SHORT TASK: List every line in the records below that contains the word "tall", copying each line in full.

INFORMATION GIVEN:
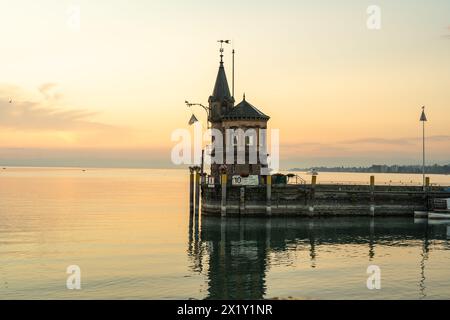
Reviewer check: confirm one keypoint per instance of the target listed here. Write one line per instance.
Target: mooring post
(197, 190)
(223, 205)
(269, 195)
(242, 201)
(313, 195)
(191, 190)
(372, 195)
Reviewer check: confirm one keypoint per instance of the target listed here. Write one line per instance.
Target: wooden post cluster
(372, 195)
(223, 204)
(269, 195)
(313, 195)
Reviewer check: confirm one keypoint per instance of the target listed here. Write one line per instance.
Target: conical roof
(221, 90)
(245, 110)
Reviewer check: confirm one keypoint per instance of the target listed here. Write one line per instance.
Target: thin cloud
(400, 141)
(44, 114)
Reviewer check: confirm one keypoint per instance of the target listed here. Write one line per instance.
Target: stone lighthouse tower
(242, 131)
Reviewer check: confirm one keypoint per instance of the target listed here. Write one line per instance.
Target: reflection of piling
(191, 190)
(269, 195)
(223, 201)
(242, 201)
(312, 195)
(372, 195)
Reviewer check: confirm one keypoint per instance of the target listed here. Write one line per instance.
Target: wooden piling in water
(242, 201)
(269, 195)
(223, 201)
(312, 195)
(197, 191)
(427, 189)
(372, 195)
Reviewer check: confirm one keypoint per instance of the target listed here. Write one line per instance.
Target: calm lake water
(129, 231)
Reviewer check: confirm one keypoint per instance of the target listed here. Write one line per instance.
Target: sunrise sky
(111, 92)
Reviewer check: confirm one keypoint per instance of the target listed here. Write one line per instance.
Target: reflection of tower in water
(237, 258)
(235, 254)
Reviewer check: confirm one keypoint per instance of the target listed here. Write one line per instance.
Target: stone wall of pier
(319, 200)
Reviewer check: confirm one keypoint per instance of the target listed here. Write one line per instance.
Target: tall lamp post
(193, 120)
(423, 119)
(207, 109)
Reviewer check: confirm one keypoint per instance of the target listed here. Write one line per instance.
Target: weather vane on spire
(221, 48)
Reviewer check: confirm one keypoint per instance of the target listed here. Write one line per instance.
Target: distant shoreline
(434, 169)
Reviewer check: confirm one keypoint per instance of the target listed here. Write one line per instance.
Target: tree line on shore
(434, 169)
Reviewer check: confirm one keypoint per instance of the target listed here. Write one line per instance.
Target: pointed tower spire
(221, 100)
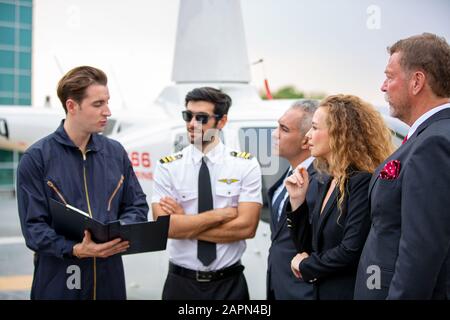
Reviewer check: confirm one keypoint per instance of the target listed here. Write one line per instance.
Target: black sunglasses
(199, 117)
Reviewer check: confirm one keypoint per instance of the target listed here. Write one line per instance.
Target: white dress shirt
(424, 117)
(233, 180)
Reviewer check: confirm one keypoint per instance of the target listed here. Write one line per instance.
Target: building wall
(15, 52)
(16, 20)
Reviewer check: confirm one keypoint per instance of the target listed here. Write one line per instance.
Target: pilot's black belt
(207, 276)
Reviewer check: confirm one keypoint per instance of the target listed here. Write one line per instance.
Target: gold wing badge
(228, 181)
(243, 155)
(170, 158)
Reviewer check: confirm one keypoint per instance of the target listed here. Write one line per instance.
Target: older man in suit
(291, 144)
(406, 255)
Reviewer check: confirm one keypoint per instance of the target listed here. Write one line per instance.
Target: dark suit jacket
(409, 239)
(337, 239)
(281, 282)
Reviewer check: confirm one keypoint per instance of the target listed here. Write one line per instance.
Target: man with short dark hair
(213, 195)
(407, 252)
(291, 144)
(77, 166)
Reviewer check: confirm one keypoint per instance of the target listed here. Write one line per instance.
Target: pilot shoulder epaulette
(169, 159)
(243, 155)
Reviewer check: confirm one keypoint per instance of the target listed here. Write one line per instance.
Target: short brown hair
(74, 83)
(429, 53)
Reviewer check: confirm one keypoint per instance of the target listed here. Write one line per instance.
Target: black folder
(145, 236)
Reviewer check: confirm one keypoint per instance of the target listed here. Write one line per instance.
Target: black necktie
(278, 200)
(206, 251)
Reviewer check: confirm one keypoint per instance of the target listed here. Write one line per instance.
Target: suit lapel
(443, 114)
(331, 203)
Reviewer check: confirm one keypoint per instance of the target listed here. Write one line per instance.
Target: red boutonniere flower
(391, 170)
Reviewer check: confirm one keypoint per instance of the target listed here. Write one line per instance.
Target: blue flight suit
(101, 182)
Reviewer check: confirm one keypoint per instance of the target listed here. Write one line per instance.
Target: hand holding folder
(145, 236)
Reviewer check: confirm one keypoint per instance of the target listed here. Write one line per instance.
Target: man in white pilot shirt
(207, 244)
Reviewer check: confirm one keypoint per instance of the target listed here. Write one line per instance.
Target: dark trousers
(178, 287)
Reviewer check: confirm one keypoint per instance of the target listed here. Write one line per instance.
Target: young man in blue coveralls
(77, 166)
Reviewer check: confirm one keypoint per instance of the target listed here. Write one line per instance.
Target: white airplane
(214, 56)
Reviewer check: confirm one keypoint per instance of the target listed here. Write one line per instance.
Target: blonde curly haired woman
(349, 140)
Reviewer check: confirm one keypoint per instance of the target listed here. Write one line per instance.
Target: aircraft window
(4, 128)
(258, 141)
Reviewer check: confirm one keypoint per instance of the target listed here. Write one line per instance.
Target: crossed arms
(221, 225)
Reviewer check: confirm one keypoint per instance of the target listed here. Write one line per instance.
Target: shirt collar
(424, 117)
(214, 155)
(305, 164)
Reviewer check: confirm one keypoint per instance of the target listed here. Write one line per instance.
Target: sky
(330, 46)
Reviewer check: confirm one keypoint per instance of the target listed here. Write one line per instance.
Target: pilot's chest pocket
(228, 195)
(187, 197)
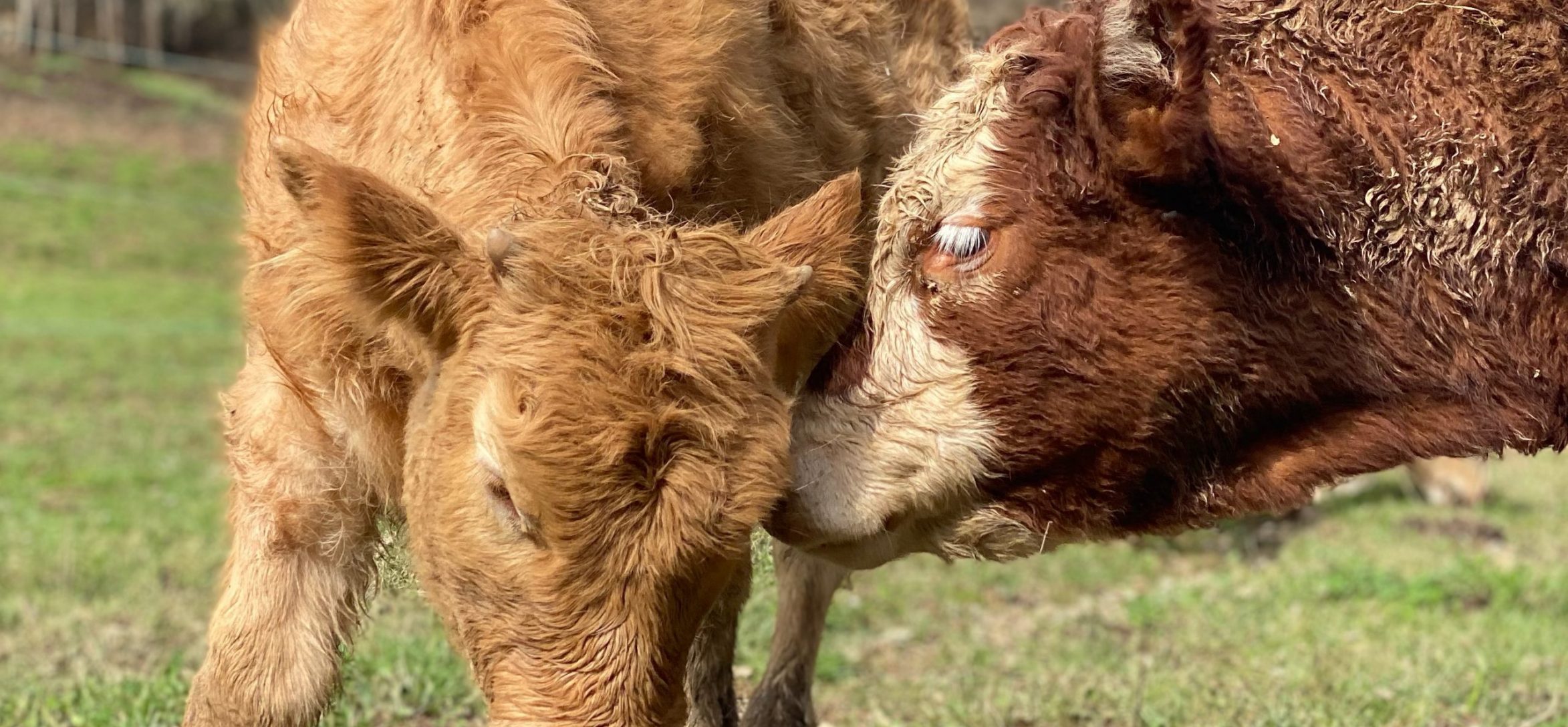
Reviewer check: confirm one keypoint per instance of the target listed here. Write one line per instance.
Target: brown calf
(1161, 262)
(499, 287)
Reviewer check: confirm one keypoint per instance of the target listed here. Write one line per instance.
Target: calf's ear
(1150, 76)
(384, 253)
(819, 240)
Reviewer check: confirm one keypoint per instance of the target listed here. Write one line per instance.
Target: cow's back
(722, 108)
(1440, 129)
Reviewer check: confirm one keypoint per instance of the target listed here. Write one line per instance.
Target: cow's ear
(1150, 76)
(819, 240)
(384, 253)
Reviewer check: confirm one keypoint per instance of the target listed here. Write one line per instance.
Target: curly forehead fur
(1238, 249)
(583, 426)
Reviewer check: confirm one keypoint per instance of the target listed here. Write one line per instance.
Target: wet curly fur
(541, 278)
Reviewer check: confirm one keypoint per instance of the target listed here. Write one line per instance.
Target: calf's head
(1097, 307)
(603, 425)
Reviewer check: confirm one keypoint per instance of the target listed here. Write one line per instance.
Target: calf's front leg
(710, 679)
(301, 558)
(807, 587)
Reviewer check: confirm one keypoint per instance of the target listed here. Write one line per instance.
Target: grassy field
(118, 325)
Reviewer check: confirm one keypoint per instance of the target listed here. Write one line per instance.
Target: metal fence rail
(135, 55)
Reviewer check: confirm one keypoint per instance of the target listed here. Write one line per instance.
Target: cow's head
(604, 424)
(1098, 300)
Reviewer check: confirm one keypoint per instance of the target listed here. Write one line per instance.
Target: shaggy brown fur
(1324, 248)
(499, 287)
(1238, 249)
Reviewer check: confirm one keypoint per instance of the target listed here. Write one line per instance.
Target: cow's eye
(962, 240)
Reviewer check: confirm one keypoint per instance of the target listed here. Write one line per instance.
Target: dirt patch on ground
(1458, 529)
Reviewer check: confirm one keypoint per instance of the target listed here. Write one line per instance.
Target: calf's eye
(960, 240)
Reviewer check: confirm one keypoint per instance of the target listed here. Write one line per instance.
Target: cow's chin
(985, 533)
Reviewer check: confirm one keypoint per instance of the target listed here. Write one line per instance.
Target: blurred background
(120, 323)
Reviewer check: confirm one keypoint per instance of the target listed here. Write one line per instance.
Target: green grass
(118, 325)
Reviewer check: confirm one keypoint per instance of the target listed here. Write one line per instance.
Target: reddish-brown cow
(1161, 262)
(501, 287)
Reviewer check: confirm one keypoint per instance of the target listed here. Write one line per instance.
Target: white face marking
(905, 446)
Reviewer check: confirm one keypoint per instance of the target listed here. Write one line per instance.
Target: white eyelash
(960, 240)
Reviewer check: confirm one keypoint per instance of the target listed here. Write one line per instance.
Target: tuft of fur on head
(384, 253)
(1128, 55)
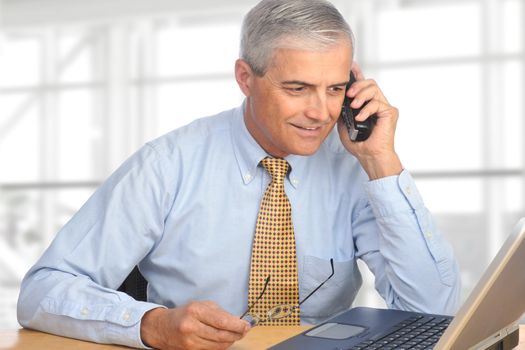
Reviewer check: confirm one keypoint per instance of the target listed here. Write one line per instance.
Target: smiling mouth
(308, 128)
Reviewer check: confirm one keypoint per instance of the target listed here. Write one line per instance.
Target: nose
(317, 107)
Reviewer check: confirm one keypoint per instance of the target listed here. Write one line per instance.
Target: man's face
(294, 106)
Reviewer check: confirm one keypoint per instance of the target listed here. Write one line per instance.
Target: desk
(258, 338)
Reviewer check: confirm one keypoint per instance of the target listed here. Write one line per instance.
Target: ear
(244, 76)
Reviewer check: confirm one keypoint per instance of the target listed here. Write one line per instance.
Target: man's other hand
(197, 325)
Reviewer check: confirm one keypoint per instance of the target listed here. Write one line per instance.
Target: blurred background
(83, 84)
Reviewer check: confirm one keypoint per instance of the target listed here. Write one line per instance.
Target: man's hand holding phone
(197, 325)
(377, 153)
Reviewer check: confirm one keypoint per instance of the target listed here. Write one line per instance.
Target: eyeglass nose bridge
(280, 311)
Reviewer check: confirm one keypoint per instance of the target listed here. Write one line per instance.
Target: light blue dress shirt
(184, 209)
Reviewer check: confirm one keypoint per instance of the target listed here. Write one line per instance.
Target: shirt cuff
(125, 329)
(393, 194)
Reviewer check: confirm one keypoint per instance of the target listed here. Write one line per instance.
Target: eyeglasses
(278, 311)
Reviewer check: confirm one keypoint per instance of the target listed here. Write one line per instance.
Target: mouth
(308, 128)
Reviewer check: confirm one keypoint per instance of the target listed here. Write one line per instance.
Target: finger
(378, 108)
(357, 71)
(218, 335)
(366, 90)
(216, 317)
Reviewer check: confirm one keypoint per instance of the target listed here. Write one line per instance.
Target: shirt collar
(249, 153)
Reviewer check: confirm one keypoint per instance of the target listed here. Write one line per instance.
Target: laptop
(487, 320)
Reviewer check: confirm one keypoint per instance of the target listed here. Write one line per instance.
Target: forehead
(332, 62)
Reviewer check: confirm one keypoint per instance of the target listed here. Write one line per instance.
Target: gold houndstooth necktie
(273, 251)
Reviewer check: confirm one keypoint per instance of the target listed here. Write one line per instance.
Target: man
(185, 207)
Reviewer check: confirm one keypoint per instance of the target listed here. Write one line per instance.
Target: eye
(296, 89)
(336, 90)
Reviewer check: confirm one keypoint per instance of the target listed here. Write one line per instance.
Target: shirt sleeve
(71, 290)
(413, 265)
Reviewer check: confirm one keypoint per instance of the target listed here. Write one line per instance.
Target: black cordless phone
(358, 131)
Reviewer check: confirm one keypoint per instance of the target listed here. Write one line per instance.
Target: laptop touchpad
(335, 331)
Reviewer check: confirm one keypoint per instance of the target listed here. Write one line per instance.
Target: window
(77, 97)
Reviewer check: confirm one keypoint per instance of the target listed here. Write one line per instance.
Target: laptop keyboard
(417, 332)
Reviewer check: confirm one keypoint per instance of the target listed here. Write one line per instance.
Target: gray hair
(298, 24)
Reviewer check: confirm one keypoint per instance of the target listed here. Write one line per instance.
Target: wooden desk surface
(258, 338)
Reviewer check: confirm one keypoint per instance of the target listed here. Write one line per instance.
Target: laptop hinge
(501, 340)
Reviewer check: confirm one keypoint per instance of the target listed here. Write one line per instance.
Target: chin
(305, 151)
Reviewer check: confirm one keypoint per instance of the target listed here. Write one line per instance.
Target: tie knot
(277, 167)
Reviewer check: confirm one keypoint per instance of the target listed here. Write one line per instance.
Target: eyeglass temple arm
(316, 289)
(259, 297)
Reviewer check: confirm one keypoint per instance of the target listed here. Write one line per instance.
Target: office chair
(135, 285)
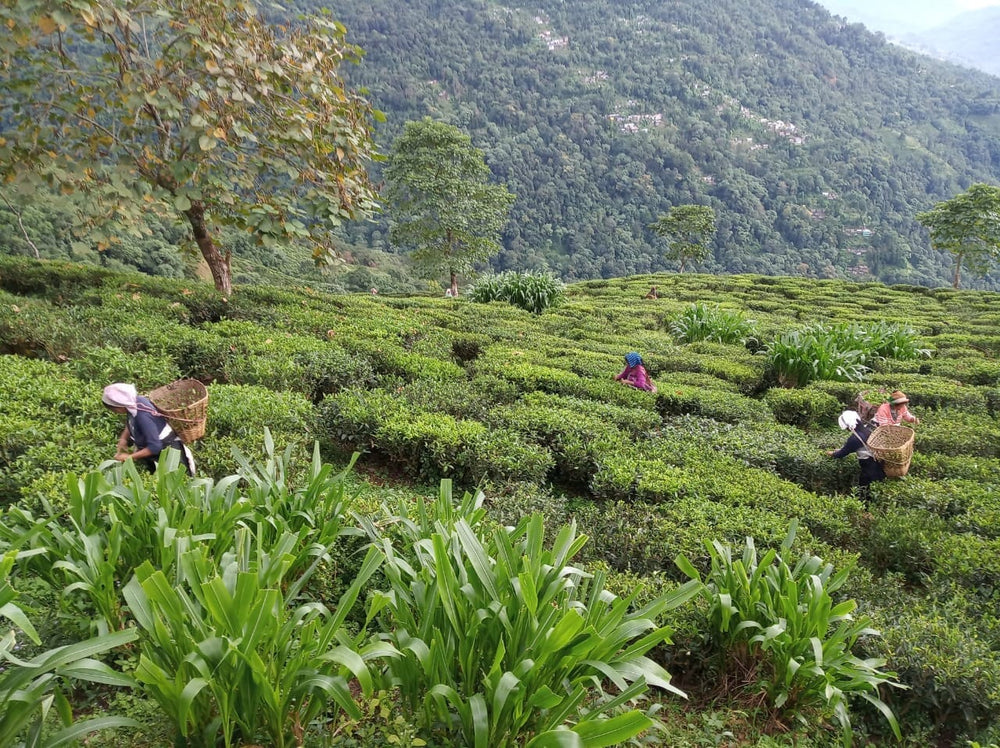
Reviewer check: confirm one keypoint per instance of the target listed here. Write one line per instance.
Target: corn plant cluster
(30, 689)
(533, 292)
(501, 636)
(703, 322)
(525, 406)
(763, 610)
(844, 352)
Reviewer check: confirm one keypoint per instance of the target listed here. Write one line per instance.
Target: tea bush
(802, 408)
(644, 538)
(146, 371)
(952, 675)
(675, 399)
(246, 410)
(957, 433)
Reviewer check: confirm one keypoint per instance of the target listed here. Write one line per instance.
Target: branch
(20, 225)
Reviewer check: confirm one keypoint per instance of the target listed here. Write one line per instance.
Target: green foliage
(30, 688)
(441, 201)
(701, 322)
(227, 657)
(844, 352)
(802, 408)
(968, 226)
(500, 636)
(686, 229)
(781, 623)
(533, 292)
(949, 668)
(678, 399)
(111, 364)
(198, 128)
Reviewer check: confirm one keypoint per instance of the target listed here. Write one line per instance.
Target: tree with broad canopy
(968, 226)
(440, 200)
(687, 229)
(197, 107)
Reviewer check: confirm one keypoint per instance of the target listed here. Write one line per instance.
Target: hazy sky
(900, 16)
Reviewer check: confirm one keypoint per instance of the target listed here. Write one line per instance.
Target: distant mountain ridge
(815, 141)
(972, 38)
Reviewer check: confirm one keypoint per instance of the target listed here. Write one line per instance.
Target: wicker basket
(185, 404)
(893, 447)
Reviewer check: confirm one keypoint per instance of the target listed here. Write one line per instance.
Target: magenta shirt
(637, 377)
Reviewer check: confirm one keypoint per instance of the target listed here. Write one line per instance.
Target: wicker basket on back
(185, 405)
(893, 447)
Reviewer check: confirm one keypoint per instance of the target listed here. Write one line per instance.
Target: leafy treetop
(200, 107)
(968, 226)
(687, 229)
(440, 200)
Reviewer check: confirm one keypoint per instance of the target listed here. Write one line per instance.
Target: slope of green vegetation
(357, 611)
(815, 141)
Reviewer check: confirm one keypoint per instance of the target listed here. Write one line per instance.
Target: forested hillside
(815, 141)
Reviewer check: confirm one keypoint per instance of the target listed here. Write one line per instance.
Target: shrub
(674, 399)
(780, 632)
(958, 433)
(146, 371)
(801, 356)
(802, 408)
(533, 292)
(953, 675)
(490, 626)
(700, 322)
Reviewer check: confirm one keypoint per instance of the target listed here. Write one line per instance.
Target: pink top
(636, 376)
(888, 413)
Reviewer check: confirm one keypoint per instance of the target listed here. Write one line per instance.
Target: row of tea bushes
(443, 387)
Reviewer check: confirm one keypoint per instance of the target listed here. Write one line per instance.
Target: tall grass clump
(802, 356)
(879, 340)
(533, 292)
(701, 322)
(843, 353)
(779, 633)
(501, 637)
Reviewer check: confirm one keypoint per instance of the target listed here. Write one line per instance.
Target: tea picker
(146, 428)
(857, 443)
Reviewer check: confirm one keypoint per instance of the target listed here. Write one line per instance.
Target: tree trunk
(218, 262)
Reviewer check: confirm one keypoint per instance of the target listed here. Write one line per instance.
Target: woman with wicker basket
(634, 374)
(146, 428)
(857, 442)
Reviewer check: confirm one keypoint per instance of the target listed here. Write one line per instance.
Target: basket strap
(157, 412)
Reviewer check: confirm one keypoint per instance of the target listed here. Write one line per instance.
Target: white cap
(849, 420)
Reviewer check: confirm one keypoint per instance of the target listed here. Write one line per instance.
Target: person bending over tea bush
(634, 373)
(894, 411)
(145, 428)
(871, 469)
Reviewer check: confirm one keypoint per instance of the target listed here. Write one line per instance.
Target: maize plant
(502, 638)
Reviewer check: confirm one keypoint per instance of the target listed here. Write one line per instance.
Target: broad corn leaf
(613, 731)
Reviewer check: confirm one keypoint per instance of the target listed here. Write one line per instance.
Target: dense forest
(815, 141)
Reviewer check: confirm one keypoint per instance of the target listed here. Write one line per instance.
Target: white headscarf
(120, 395)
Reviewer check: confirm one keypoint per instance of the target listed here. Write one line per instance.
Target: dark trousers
(871, 472)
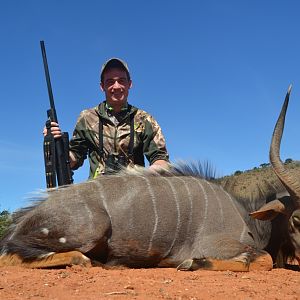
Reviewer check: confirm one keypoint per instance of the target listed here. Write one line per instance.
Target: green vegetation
(259, 181)
(5, 221)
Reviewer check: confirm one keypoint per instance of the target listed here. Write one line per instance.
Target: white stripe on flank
(102, 197)
(152, 197)
(190, 198)
(212, 187)
(178, 214)
(245, 230)
(199, 232)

EXERCISE RESPONSE:
Target: tall lamp post
Target: tall grass clump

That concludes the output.